Instructions for the task: Copy out the rows below word for word, starting with the line that contains "of the dangling" and continuing through the final row.

(Records of labeled points)
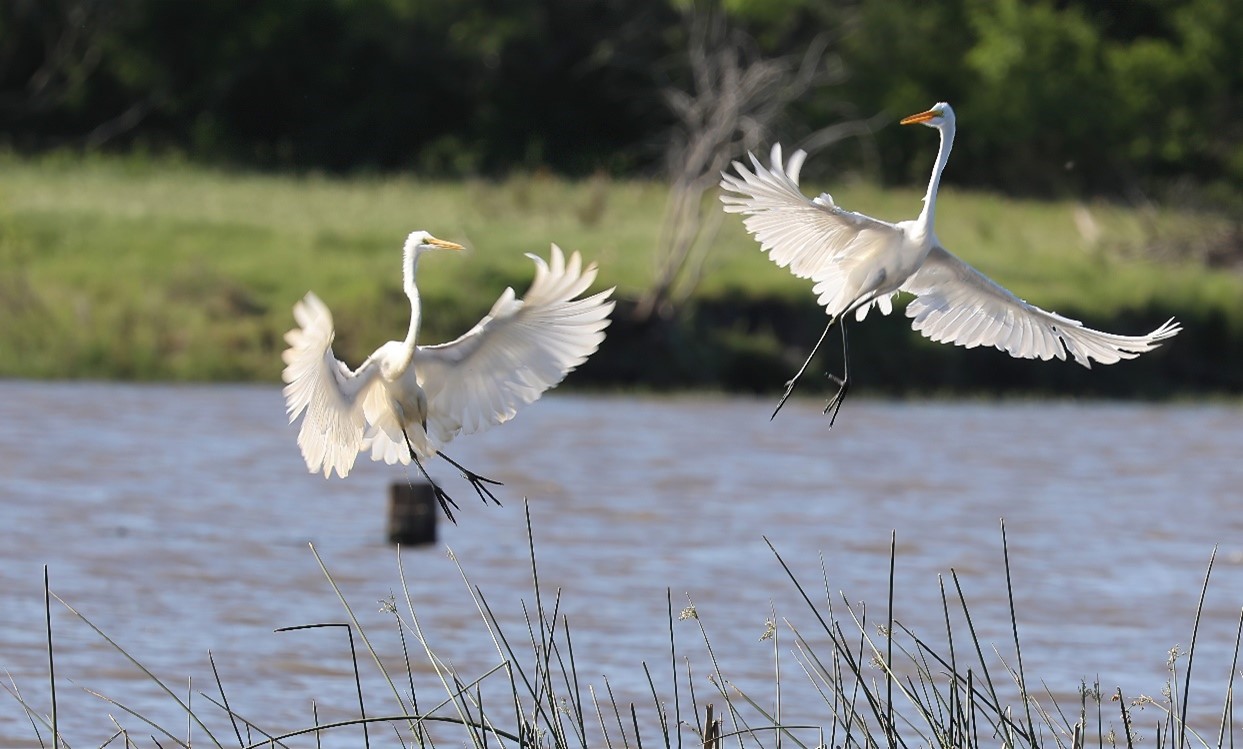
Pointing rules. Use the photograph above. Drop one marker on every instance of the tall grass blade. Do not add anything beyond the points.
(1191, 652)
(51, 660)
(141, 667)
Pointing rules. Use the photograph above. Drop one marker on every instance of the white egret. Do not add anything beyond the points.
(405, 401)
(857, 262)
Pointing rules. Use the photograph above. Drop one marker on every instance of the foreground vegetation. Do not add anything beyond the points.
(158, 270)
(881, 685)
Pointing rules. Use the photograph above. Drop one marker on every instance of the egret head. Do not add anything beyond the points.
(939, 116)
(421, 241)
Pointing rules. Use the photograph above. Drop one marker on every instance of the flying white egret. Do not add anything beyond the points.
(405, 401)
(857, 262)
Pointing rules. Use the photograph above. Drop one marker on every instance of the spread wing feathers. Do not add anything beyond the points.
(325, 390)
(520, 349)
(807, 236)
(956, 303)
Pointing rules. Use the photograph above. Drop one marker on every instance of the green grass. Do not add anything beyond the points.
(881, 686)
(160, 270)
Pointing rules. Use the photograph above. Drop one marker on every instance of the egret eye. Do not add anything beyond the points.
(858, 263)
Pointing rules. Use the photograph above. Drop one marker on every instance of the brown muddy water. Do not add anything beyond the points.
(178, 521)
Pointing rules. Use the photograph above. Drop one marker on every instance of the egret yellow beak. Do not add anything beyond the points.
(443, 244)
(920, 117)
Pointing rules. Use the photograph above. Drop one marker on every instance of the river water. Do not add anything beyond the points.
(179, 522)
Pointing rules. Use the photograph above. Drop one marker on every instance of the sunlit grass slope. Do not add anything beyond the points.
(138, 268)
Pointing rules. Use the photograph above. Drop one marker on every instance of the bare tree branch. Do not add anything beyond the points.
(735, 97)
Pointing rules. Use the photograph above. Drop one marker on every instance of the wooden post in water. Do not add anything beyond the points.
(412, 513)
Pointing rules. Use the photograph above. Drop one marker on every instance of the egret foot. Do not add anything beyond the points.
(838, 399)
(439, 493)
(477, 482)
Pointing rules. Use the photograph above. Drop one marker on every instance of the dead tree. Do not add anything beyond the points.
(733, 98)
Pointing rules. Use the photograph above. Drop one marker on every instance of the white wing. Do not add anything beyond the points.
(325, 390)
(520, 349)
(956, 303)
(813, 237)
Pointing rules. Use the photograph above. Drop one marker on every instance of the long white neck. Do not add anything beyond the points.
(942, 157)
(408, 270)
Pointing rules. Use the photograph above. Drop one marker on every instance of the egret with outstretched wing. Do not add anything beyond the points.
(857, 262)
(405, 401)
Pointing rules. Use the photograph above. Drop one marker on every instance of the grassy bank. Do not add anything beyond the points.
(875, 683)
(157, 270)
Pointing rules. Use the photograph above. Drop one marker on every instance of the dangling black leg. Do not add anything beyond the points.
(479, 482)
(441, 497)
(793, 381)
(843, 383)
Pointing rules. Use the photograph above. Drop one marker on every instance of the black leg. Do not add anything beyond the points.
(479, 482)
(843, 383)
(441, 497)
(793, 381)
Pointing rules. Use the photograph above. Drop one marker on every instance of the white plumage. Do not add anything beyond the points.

Exercise result:
Pointing rules. Use the photograph above. Drop one marker on every instance of the dangling black leg. Do not add anything beyond the points.
(479, 482)
(441, 497)
(793, 381)
(843, 383)
Pointing rules. Use the photograph above. Drop one marker on every instance of the black leg. Do not add anything beyond the points.
(479, 482)
(843, 383)
(441, 497)
(793, 381)
Pointing rules. Use the photograph above. Drop one marker on every instance of the white plumage. Do not add anything beyond the points.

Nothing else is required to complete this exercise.